*** PASSAGE SHOWN Section Begins ***

Duke Eye Centre researchers said they may have solved a decades-old mystery in ophthalmology, paving the way for a potential treatment of Best vitelliform macular dystrophy, or Best disease.
Patients with Best disease often continue to see clearly despite a large, egg-yolk-like deposit forming in the macula. The buildup pushes the light-sensing photoreceptors away from the support cells that keep them alive, a separation that, in theory, should severely damage eyesight. However, patients retain near-normal vision for years, even decades, said the Duke researchers.
“This has been a persistent conundrum in ophthalmology,” said Professor Vadim Arshavsky, who studies vitreoretinal diseases at Duke Eye Centre. “Using electron microscopy and three-dimensional electron tomography, we were able to uncover how this is possible.”
Working alongside Assistant Professors Tylor Lewis, University of Alabama at Birmingham, and Duke’s Oleg Alekseev, Prof Arshavsky’s team uncovered a surprise rescue system inside the eye.
When key retinal layers pull apart, the retinal pigment epithelium (RPE) sends out ultra-thin, thread-like extensions, called pseudopods. Writing in the Journal of Clinical Investigation, researchers said these pseudopods stretch across the widening gap, allowing support cells to keep doing the ‘daily cleanup’ and renewal work light-sensing cells need to survive and preserve vision. “These protrusions are very fine and difficult to detect, even with powerful microscopes, which is why they had gone undetected until now,” said Prof Arshavsky.
The researchers discovered the pseudopods while studying mice engineered to lack the ADAM9 gene. Although Best disease is caused by multiple gene mutations, the mice developed the same kind of enlarged space seen in human Best disease, yet their light-sensing cells kept functioning far longer than expected.

*** PASSAGE SHOWN Section Ends ***
*** DATASET Section Begins ***

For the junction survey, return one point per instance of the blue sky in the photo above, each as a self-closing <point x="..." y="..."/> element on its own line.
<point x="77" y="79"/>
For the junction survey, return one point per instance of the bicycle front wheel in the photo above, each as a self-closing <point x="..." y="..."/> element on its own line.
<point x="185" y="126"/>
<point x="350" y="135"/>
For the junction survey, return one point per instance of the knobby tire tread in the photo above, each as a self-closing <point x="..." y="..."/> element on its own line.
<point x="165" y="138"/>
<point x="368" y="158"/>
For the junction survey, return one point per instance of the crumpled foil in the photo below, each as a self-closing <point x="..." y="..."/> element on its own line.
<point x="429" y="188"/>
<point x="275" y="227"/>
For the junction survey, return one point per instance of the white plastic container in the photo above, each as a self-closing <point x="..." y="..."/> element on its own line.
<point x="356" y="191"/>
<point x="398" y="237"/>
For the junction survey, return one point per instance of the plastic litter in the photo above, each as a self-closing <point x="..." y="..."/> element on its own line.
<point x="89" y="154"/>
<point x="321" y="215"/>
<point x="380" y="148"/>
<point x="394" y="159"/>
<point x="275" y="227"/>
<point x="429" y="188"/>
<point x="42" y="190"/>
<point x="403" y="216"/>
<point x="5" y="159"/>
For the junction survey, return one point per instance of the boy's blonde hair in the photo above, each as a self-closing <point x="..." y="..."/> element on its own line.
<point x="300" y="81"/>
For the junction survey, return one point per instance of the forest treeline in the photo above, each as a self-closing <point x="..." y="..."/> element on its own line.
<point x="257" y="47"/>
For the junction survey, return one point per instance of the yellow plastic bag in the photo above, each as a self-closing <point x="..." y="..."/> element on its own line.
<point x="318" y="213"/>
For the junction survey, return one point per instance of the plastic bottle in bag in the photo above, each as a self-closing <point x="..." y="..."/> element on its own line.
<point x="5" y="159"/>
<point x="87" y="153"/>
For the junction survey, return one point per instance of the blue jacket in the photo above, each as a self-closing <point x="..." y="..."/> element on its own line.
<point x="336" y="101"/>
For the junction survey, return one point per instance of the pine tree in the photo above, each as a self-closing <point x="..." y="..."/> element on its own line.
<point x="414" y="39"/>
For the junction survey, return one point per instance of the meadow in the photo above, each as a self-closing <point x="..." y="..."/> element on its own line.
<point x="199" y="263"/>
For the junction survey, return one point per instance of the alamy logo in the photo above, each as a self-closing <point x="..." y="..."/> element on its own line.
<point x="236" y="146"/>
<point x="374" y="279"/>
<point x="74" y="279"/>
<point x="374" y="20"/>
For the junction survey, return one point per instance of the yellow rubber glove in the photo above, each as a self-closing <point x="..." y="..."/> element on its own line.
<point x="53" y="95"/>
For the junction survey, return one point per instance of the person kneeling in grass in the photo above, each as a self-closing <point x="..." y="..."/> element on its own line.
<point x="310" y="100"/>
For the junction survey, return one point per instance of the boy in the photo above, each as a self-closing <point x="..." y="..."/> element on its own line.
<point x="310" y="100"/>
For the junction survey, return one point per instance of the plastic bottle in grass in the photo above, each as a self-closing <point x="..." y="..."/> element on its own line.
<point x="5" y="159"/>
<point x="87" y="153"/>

*** DATASET Section Ends ***

TASK ITEM -> Continue the article on the Duke Best disease research from the end of its last paragraph. The records can be left aside.

ANSWER ->
This discovery could inform new gene therapies now being tested for Best disease and similar conditions, said study lead A/Prof Lewis. “Understanding how the retina compensates on its own could help with the design of treatments that support or even strengthen this natural back-up system.”
Microscopic rescue mission
However, the team discovered that over time, perhaps when the deposits grow too large, the pseudopods dwindle. The mice’s photoreceptors began to degenerate, leading to vision loss.
“The RPE pseudopods we observed are about 5–10µ wide, roughly 10 times thinner than a human hair,” A/Prof Lewis said. “By comparison, vitelliform lesions in patients measure about 1mm, or 1,000µ. That means hundreds of these slender extensions would likely need to form within a single lesion to adequately support the photoreceptor cells beneath it.”
The structures also appear to be highly dynamic, constantly forming and retracting as they work to sustain large numbers of photoreceptors.
More studies are needed to learn how these pseudopods form and whether they appear in other eye diseases characterised by subretinal deposits that force cells apart, such as some forms of macular degeneration, said researchers.